Passage to read >>
╔══

The last World Series to take place without a commissioner in place, the 1919 Series featured eight players associated with intentionally losing games amid a conspiracy with gamblers.
The glamorous White Sox vs. the blossoming Reds seemed like a perfect matchup. But bans from baseball resulting from the Black Sox Scandal clouded the illustrious Fall Classic. Fans felt betrayed.
13. Super Bowl XVIII
As the defending champs, having finished the 1983 season with a 14-2 record and the fewest rushing yards allowed, Washington was seen as heavy favorites over the 12-4 Raiders, who were prospering in their second year in Los Angeles.
With a 21-3 halftime lead, however, the Black Jerseys seemed upset bound.
Marcus Allen's 74-yard run and the "1984" commercial introducing the Apple Macintosh personal computer for the first time became the main highlights.
A pure trouncing, 38-9. Raiders secure the Lombardi, Redskins fade into oblivion (or Bolivian, as Mike Tyson would say).
12. Kimbo Slice's First UFC Heavyweight Fight
Dubbed "The King of the Web Brawlers," Bahamian-American street fighter and boxer Kimbo Slice made headlines when he began his crawl into the world of ultimate fighting.
He had only one year earlier lost his first fight to replacement fighter Seth Petruzelli by technical knockout 14 seconds into the first round of the Elite XC bout that was meant to feature Slice and Ken Shamrock, who received a cut in his left eye hours before the fight. Slice's true talent was immediately questioned, but not yet doubted.

╚══

Dataset content >>
╔══

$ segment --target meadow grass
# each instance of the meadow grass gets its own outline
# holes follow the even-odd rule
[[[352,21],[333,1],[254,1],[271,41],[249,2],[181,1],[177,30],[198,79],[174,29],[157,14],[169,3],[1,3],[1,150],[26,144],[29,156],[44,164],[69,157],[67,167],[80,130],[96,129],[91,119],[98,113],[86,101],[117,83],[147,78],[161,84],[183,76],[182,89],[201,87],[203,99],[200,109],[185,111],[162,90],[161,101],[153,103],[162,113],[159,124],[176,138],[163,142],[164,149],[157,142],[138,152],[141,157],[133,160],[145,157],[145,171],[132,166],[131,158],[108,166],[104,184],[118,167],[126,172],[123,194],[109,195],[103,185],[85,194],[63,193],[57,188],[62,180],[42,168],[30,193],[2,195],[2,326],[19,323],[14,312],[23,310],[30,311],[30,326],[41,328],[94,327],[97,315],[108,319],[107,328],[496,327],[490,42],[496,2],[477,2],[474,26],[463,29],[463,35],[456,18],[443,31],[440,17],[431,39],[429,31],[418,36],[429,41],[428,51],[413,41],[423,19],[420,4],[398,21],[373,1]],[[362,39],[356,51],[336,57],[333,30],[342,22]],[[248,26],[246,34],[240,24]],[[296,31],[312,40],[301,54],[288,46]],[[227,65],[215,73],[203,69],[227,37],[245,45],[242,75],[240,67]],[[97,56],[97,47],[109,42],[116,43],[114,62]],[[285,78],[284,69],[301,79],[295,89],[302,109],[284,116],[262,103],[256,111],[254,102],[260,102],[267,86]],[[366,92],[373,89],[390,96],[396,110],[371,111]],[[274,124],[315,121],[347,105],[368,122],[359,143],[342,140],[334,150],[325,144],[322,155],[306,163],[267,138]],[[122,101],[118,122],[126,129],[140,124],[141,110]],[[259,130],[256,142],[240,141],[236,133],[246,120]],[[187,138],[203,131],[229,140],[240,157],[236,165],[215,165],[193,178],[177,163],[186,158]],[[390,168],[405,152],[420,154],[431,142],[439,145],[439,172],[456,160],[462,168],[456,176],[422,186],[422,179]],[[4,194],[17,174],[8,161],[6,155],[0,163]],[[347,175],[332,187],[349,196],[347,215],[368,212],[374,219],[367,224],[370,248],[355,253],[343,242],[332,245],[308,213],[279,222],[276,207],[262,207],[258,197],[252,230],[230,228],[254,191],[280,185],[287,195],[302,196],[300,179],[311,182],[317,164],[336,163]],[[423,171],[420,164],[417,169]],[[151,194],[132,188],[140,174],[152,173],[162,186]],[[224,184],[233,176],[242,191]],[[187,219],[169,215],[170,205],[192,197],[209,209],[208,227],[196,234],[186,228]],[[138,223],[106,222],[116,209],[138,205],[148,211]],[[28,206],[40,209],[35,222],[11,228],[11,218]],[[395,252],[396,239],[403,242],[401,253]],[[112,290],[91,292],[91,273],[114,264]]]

╚══

Requirement A >>
In the passage on memorable sporting events, answer each of these:
(i) What record did Washington finish the 1983 season with?
(ii) What was the final score of Super Bowl XVIII?
(iii) Who beat Kimbo Slice in his first fight, and how many seconds into the first round did it end?
Requirement B >> Can you turn the paragraph in the passage on memorable sporting events that begins "As the defending champs" into a short list that keeps its main facts?

Full output A >>
(i) 14-2
(ii) 38-9
(iii) Seth Petruzelli; 14 seconds

Full output B >>
- Washington were the defending champions.
- They finished the 1983 season 14-2 and allowed the fewest rushing yards.
- They were seen as heavy favorites.
- Their opponents, the Raiders, went 12-4 and were prospering in their second year in Los Angeles.